§ Instruction
Reproduce the material below with every occurrence of "rough mask" swapped for "coarse mask", leaving all other text unchanged and omitting the pictures.
[Information supplied — start]
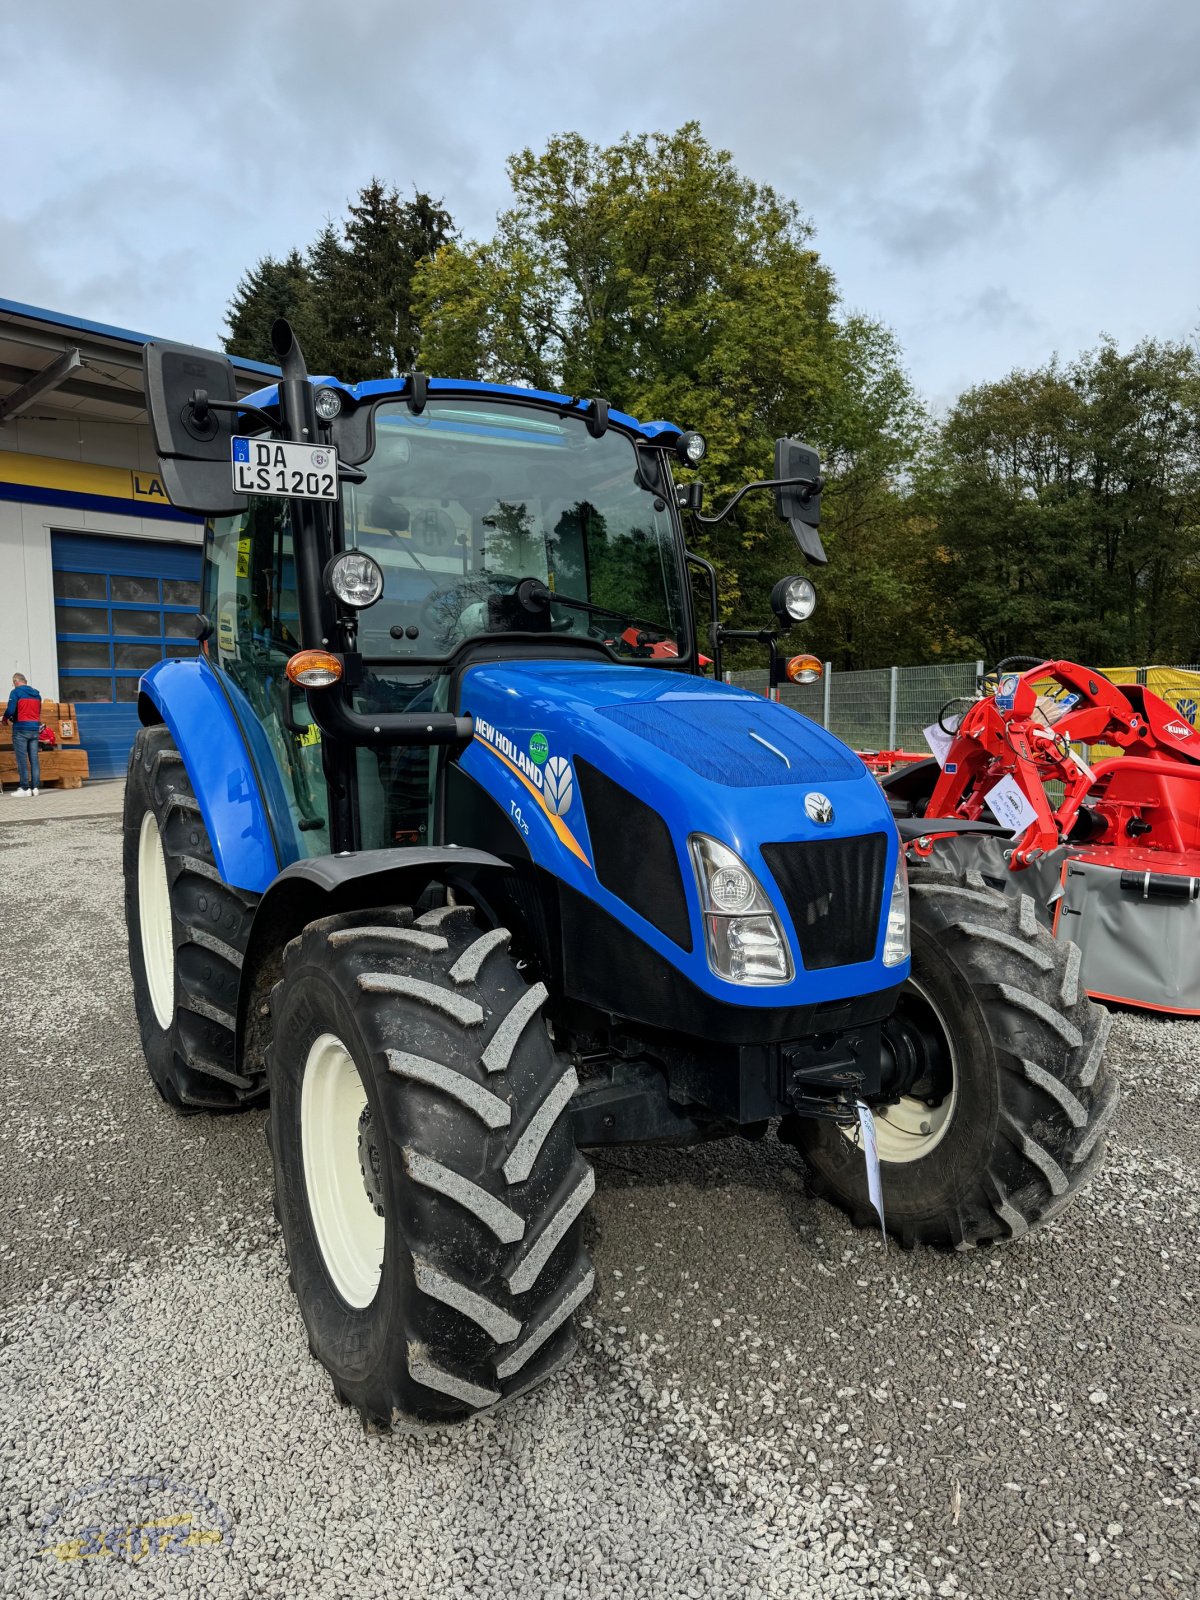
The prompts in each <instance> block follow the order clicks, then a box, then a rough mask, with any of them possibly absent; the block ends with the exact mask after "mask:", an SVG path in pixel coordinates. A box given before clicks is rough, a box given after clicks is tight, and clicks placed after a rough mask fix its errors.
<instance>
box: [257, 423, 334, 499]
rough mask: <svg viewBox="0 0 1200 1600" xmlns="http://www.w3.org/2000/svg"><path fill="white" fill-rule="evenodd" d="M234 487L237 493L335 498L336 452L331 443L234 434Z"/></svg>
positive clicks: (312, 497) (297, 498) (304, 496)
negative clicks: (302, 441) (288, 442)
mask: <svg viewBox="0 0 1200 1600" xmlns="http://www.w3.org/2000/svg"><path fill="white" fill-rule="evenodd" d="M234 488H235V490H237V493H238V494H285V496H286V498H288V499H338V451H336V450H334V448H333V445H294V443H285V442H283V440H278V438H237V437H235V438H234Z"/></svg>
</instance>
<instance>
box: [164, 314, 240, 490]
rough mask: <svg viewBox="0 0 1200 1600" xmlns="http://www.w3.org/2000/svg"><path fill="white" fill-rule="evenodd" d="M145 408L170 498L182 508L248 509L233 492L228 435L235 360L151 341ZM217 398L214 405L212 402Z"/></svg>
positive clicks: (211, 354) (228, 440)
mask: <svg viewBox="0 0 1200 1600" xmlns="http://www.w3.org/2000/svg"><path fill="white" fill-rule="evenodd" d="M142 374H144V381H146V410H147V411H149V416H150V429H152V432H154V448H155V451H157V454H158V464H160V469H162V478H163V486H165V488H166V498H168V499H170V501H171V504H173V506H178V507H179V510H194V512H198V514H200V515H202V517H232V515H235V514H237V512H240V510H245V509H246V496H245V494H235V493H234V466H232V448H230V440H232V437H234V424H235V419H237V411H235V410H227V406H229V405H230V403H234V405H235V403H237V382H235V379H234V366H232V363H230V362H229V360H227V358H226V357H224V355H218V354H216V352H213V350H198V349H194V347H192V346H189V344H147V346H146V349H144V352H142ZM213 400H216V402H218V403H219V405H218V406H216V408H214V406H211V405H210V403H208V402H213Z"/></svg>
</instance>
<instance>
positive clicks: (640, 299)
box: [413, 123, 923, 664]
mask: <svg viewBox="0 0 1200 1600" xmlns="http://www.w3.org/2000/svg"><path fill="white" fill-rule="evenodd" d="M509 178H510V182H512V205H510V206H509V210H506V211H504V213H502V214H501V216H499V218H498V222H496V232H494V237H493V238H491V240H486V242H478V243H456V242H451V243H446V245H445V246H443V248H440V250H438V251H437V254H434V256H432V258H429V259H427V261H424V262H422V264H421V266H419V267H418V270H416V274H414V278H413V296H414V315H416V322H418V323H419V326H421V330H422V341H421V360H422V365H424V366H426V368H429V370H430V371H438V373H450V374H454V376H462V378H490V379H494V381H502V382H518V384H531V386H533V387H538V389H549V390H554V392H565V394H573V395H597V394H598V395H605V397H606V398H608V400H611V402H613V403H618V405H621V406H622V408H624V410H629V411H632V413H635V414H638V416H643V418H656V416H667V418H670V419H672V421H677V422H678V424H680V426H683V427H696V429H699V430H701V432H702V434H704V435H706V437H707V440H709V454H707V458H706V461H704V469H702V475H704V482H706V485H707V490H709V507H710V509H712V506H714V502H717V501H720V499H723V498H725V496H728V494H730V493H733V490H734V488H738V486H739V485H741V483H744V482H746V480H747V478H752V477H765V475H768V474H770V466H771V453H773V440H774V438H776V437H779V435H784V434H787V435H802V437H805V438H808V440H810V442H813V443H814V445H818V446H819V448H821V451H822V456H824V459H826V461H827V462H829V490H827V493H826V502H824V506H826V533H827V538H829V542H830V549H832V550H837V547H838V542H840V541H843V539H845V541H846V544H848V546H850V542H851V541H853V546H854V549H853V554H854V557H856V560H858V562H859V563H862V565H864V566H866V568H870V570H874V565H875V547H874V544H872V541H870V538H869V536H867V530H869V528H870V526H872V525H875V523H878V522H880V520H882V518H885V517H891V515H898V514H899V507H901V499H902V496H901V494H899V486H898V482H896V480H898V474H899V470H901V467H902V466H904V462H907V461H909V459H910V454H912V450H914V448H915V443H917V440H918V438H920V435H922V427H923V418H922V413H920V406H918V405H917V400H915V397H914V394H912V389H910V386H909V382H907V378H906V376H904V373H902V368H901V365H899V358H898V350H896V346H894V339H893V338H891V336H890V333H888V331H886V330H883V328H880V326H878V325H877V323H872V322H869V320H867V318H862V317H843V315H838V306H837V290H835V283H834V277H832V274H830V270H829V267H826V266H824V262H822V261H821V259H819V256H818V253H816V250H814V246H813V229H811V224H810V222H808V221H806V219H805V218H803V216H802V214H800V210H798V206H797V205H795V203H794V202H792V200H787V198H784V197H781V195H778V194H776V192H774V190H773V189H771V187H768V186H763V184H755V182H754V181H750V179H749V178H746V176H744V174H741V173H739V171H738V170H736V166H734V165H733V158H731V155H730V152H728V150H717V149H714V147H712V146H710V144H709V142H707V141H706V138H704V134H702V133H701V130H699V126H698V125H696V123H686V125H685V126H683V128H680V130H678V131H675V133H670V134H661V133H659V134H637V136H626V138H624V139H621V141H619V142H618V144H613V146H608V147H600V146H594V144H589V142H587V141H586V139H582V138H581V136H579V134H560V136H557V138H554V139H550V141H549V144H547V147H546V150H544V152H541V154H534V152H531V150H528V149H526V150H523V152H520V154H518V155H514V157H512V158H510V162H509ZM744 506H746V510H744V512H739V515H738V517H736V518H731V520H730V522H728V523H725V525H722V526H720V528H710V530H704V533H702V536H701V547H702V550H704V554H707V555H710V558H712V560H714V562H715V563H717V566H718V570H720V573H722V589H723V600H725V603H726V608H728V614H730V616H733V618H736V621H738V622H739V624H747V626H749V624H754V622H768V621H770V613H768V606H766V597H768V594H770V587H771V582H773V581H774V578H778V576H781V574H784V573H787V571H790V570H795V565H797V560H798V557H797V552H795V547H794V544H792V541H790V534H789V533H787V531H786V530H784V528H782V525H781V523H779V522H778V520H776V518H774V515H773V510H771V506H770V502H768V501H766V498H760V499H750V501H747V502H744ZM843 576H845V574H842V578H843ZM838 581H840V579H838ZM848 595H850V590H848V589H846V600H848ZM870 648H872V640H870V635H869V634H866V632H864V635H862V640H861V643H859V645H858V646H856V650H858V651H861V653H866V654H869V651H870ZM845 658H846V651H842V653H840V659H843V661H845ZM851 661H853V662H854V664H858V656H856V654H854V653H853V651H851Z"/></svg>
[Information supplied — finish]
§ Output of the task
The prompts in each <instance> block follow the order clicks, then a box, then a coarse mask, with any of them possibly absent; the block ends with the exact mask after "mask:", an SVG path in pixel coordinates. A box given before clicks is rough, a box given after clicks is tight, and clicks placed after a coarse mask fix its errors.
<instance>
box: [257, 423, 334, 499]
coarse mask: <svg viewBox="0 0 1200 1600" xmlns="http://www.w3.org/2000/svg"><path fill="white" fill-rule="evenodd" d="M234 487L237 493L335 498L336 452L331 443L234 434Z"/></svg>
positive clicks: (312, 497) (297, 498) (304, 496)
negative clicks: (302, 441) (288, 442)
mask: <svg viewBox="0 0 1200 1600" xmlns="http://www.w3.org/2000/svg"><path fill="white" fill-rule="evenodd" d="M234 488H235V490H237V493H238V494H285V496H286V498H288V499H338V451H336V450H334V448H333V445H294V443H285V442H283V440H278V438H237V437H235V438H234Z"/></svg>
</instance>
<instance>
box: [164, 314, 240, 490]
coarse mask: <svg viewBox="0 0 1200 1600" xmlns="http://www.w3.org/2000/svg"><path fill="white" fill-rule="evenodd" d="M145 408L170 498L182 508L248 509L233 492L228 435L235 360L151 341ZM217 398L214 405L212 402Z"/></svg>
positive clicks: (211, 354) (228, 440)
mask: <svg viewBox="0 0 1200 1600" xmlns="http://www.w3.org/2000/svg"><path fill="white" fill-rule="evenodd" d="M142 374H144V381H146V410H147V411H149V416H150V429H152V432H154V448H155V451H157V454H158V464H160V469H162V478H163V486H165V488H166V498H168V499H170V501H171V504H173V506H178V507H179V510H194V512H198V514H200V515H202V517H232V515H235V514H237V512H240V510H245V509H246V496H245V494H235V493H234V466H232V448H230V440H232V437H234V424H235V419H237V411H235V410H227V406H229V405H230V403H234V405H235V403H237V382H235V379H234V366H232V363H230V362H229V360H227V358H226V357H224V355H218V354H216V352H213V350H198V349H194V347H192V346H189V344H147V346H146V349H144V352H142ZM213 400H216V402H218V403H219V405H218V406H216V408H214V406H211V405H210V403H208V402H213Z"/></svg>
</instance>
<instance>
positive clicks: (640, 299)
box: [413, 123, 923, 664]
mask: <svg viewBox="0 0 1200 1600" xmlns="http://www.w3.org/2000/svg"><path fill="white" fill-rule="evenodd" d="M509 178H510V182H512V205H510V206H509V210H506V211H504V213H502V214H501V216H499V218H498V222H496V232H494V237H493V238H491V240H486V242H478V243H456V242H451V243H446V245H445V246H443V248H440V250H438V251H437V254H434V256H432V258H429V259H427V261H424V262H422V264H421V266H419V267H418V270H416V274H414V278H413V296H414V315H416V322H418V323H419V326H421V330H422V341H421V360H422V365H424V366H426V368H429V370H430V371H438V373H450V374H454V376H462V378H490V379H494V381H502V382H518V384H531V386H533V387H538V389H549V390H554V392H565V394H573V395H597V394H598V395H605V397H606V398H608V400H611V402H613V403H618V405H621V406H622V408H624V410H629V411H632V413H635V414H638V416H643V418H656V416H667V418H670V419H672V421H677V422H678V424H680V426H683V427H696V429H699V430H701V432H702V434H704V435H706V437H707V440H709V454H707V458H706V461H704V469H702V475H704V482H706V485H707V490H709V507H710V509H712V506H714V502H717V501H720V499H723V498H725V496H728V494H730V493H733V490H734V488H738V486H739V485H741V483H744V482H746V480H747V478H752V477H765V475H768V474H770V466H771V453H773V440H774V438H776V437H779V435H784V434H787V435H802V437H805V438H808V440H810V442H813V443H814V445H818V446H819V448H821V451H822V456H824V459H826V461H827V462H829V490H827V493H826V502H824V506H826V533H827V538H829V542H830V549H832V550H837V547H838V542H840V541H843V539H845V541H846V544H848V546H850V542H851V541H853V546H854V549H853V554H854V557H856V560H858V562H859V563H862V565H864V566H866V568H870V570H874V565H875V547H874V544H872V541H870V538H869V536H867V530H869V528H870V526H872V525H875V523H878V522H880V520H882V518H885V517H891V515H898V514H899V507H901V499H902V496H901V494H899V486H898V482H896V480H898V474H899V470H901V467H902V466H904V462H907V461H909V459H910V454H912V450H914V448H915V443H917V440H918V438H920V435H922V427H923V418H922V413H920V406H918V405H917V400H915V397H914V394H912V389H910V386H909V382H907V378H906V376H904V373H902V368H901V365H899V358H898V350H896V346H894V339H893V338H891V336H890V333H888V331H886V330H883V328H880V326H878V325H877V323H872V322H869V320H867V318H862V317H843V315H838V306H837V290H835V283H834V277H832V274H830V270H829V267H826V266H824V262H822V261H821V259H819V256H818V253H816V250H814V246H813V229H811V224H810V222H808V221H806V219H805V218H803V216H802V214H800V210H798V206H797V205H795V203H794V202H792V200H787V198H784V197H781V195H778V194H776V192H774V190H773V189H771V187H768V186H763V184H755V182H754V181H750V179H749V178H746V176H744V174H741V173H739V171H738V170H736V166H734V165H733V158H731V155H730V152H728V150H717V149H714V147H712V146H710V144H709V142H707V141H706V138H704V134H702V133H701V130H699V126H698V125H696V123H686V125H685V126H683V128H680V130H678V131H675V133H670V134H661V133H659V134H637V136H626V138H624V139H621V141H619V142H618V144H613V146H608V147H600V146H594V144H589V142H587V141H586V139H582V138H581V136H579V134H560V136H557V138H554V139H550V141H549V144H547V147H546V150H544V152H541V154H534V152H531V150H528V149H526V150H523V152H520V154H518V155H514V157H512V158H510V162H509ZM744 506H746V510H744V512H739V515H738V517H736V518H731V520H730V522H728V523H725V525H722V526H720V528H710V530H704V533H702V536H701V547H702V550H704V554H707V555H710V558H712V560H714V562H715V563H717V566H718V570H720V573H722V589H723V600H725V603H726V608H728V614H730V616H733V618H736V621H738V622H739V624H747V626H749V624H754V622H768V621H770V613H768V606H766V597H768V594H770V587H771V582H773V581H774V578H778V576H781V574H784V573H787V571H790V570H795V565H797V560H798V557H797V552H795V547H794V544H792V541H790V534H789V533H787V531H786V530H784V528H782V525H781V523H779V522H778V520H776V518H774V515H773V510H771V506H770V502H768V501H766V498H760V499H750V501H747V502H744ZM843 576H845V574H842V578H843ZM838 581H840V579H838ZM848 595H850V590H848V589H846V600H848ZM870 648H872V640H870V635H869V634H866V632H864V635H862V640H861V643H859V645H858V646H856V650H858V651H861V653H866V654H869V651H870ZM845 658H846V651H842V653H840V659H843V661H845ZM851 661H853V662H854V664H858V656H856V654H854V653H853V651H851Z"/></svg>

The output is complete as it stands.